→ **Exercise material**
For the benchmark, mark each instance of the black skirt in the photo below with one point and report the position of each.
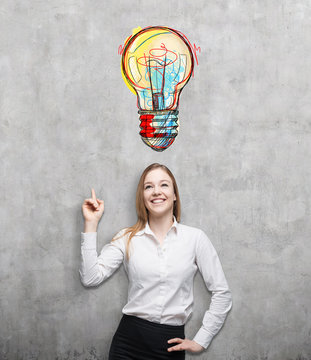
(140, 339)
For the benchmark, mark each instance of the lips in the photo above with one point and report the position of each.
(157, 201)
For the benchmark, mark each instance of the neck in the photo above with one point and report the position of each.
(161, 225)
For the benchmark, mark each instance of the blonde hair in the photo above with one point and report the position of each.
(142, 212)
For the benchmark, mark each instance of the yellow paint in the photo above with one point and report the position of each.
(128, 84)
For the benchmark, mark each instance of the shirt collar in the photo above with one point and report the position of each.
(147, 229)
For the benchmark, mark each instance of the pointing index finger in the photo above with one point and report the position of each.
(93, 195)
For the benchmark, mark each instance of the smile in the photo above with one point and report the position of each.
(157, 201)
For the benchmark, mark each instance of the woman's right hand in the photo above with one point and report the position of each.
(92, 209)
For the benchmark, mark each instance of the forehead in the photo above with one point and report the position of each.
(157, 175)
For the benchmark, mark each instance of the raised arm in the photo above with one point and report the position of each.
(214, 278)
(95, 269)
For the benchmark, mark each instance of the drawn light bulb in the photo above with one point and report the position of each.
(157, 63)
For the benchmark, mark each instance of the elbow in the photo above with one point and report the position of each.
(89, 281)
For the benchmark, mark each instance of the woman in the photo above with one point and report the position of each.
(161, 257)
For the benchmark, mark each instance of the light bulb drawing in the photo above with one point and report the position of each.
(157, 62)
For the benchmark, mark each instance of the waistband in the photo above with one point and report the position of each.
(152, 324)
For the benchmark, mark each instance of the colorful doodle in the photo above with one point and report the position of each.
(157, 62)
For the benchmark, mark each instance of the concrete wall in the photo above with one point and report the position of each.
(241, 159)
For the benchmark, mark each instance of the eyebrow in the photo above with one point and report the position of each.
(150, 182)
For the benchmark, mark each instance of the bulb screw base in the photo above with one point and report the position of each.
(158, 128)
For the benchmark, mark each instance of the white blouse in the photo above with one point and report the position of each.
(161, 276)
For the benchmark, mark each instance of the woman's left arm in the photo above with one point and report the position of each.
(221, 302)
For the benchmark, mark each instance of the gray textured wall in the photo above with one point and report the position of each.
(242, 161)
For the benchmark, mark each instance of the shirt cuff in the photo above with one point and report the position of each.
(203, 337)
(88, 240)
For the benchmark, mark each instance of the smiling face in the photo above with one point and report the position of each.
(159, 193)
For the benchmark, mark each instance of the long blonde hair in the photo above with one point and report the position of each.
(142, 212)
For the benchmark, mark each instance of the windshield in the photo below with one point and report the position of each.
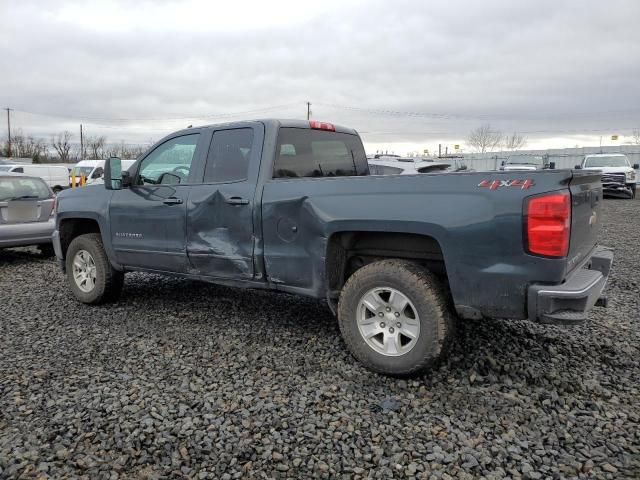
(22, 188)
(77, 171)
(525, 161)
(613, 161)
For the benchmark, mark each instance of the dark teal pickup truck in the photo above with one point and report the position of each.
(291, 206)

...

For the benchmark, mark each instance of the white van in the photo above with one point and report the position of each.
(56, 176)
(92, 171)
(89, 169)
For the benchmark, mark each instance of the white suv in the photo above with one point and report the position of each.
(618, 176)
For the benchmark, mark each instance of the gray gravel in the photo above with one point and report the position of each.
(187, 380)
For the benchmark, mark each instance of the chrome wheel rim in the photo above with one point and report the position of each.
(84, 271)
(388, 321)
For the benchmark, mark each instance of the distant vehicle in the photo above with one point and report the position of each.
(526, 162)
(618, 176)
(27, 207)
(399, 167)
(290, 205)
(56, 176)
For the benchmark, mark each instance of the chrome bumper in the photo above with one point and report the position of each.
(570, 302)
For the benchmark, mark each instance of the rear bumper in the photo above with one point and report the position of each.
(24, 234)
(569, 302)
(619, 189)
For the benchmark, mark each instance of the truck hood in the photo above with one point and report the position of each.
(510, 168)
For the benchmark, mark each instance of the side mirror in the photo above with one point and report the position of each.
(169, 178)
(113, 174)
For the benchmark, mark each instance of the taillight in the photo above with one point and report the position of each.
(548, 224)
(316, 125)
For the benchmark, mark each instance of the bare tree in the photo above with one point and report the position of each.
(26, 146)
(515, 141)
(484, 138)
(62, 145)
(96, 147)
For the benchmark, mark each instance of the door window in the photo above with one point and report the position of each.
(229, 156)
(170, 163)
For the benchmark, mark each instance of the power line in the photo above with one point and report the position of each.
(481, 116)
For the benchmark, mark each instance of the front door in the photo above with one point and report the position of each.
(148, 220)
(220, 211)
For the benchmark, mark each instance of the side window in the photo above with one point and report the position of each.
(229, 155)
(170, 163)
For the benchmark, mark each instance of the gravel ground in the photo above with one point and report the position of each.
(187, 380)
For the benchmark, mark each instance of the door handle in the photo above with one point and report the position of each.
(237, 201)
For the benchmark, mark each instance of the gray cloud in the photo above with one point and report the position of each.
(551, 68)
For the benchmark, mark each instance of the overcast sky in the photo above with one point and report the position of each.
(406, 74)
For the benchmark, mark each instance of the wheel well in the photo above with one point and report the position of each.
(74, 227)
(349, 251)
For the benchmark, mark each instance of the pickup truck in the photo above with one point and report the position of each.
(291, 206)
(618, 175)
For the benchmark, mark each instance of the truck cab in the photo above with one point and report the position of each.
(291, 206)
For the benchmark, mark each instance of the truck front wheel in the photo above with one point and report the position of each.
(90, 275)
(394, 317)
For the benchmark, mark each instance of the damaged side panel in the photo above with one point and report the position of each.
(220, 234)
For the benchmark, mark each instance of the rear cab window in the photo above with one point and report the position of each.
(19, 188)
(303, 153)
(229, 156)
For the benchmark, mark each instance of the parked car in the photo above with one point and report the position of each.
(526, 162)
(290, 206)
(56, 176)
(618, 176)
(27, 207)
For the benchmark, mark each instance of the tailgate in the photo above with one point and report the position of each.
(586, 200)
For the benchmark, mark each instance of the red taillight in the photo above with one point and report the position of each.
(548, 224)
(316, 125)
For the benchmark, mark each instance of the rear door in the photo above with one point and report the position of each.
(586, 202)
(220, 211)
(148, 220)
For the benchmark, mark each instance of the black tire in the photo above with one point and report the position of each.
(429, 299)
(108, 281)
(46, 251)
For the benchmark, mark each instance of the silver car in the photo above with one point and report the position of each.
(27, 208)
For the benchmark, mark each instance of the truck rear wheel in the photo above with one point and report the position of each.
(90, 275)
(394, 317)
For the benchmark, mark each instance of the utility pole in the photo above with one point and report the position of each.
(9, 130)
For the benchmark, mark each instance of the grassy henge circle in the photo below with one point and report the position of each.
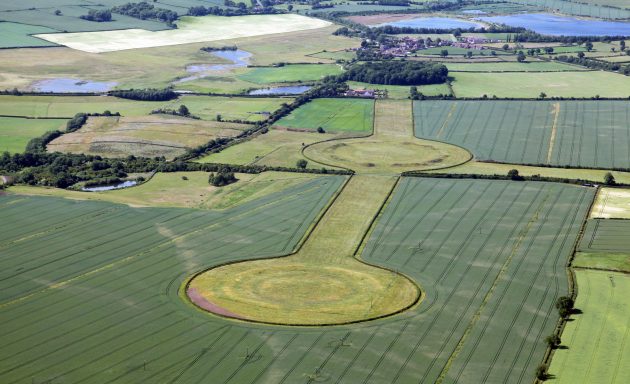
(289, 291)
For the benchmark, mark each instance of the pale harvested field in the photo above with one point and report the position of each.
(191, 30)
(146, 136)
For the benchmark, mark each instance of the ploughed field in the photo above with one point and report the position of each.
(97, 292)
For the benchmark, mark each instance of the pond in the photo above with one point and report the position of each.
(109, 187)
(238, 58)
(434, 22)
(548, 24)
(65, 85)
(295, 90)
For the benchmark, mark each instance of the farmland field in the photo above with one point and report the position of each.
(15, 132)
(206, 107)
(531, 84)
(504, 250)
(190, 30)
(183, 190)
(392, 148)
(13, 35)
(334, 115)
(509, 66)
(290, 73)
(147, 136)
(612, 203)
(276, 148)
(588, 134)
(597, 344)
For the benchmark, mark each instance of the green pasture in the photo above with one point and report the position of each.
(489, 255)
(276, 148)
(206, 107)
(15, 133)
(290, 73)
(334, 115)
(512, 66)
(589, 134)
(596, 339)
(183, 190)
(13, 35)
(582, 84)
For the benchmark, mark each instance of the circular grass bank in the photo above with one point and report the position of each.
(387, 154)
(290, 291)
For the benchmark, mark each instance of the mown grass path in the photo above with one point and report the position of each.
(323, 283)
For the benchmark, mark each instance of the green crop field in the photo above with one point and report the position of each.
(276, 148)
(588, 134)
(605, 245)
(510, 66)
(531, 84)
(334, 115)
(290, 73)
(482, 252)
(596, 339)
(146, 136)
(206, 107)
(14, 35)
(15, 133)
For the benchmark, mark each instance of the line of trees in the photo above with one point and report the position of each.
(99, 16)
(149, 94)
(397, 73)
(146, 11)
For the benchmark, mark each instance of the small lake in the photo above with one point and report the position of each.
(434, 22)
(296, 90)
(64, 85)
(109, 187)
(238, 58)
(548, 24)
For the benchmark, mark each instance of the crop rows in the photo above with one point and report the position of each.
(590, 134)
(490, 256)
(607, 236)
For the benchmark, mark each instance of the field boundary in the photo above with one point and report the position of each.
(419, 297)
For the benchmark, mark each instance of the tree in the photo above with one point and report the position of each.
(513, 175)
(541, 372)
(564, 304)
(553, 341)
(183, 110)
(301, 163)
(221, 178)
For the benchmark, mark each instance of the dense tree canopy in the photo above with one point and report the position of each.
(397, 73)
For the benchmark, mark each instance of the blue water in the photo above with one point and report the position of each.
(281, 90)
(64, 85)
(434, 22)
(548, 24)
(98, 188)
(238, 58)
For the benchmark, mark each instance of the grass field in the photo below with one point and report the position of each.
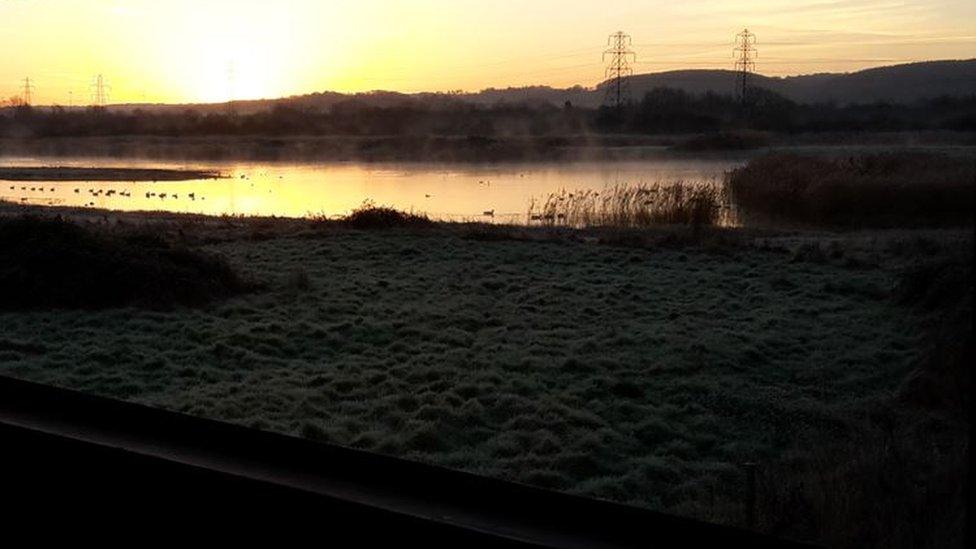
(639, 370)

* * *

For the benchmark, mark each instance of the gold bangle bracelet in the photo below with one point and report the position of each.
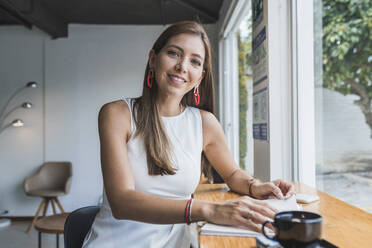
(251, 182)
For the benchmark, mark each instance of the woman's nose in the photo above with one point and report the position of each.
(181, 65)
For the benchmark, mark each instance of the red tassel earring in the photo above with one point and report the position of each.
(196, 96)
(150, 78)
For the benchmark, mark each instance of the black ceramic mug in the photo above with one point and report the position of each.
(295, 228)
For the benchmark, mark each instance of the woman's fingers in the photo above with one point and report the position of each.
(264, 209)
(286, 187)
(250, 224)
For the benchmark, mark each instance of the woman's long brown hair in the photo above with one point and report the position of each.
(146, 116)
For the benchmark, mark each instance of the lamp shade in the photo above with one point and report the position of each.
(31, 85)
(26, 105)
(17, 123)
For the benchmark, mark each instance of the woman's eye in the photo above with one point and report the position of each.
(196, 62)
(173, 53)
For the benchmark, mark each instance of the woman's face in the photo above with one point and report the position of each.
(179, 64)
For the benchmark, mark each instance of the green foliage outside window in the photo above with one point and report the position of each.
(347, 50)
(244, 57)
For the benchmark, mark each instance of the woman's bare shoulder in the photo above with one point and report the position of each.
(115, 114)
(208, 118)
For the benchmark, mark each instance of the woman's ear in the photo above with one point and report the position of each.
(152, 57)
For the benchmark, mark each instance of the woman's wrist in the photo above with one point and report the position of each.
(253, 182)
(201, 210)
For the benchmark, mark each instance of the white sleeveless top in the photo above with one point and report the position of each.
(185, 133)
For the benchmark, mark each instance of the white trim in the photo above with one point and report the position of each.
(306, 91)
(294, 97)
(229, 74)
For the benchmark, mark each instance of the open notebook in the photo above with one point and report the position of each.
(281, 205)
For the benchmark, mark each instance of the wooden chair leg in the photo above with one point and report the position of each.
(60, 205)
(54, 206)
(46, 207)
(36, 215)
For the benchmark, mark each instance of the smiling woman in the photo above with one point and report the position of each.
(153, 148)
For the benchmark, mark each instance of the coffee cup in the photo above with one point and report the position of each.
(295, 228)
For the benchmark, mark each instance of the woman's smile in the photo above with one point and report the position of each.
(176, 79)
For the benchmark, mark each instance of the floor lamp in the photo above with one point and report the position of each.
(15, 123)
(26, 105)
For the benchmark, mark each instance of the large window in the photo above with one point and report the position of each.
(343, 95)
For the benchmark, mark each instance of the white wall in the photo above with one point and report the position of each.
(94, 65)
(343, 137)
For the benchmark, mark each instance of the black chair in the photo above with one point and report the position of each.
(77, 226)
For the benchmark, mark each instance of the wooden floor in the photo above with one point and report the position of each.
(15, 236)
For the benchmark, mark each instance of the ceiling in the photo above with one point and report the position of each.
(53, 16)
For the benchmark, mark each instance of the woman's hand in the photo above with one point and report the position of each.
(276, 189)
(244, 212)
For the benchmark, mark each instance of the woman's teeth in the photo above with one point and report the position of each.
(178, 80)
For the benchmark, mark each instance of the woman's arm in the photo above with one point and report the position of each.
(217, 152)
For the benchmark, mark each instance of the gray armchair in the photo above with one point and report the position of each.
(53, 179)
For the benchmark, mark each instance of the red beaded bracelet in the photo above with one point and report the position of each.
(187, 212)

→ **Written task**
Show each line from the listing above that contains the word "pickup", copied in full.

→ **Correct output**
For the benchmark, mark each instance of the dark teal pickup truck in the photo above with one point and report the position of each.
For the benchmark, mark each instance of the pickup truck in the photo above with one point and report the position of each.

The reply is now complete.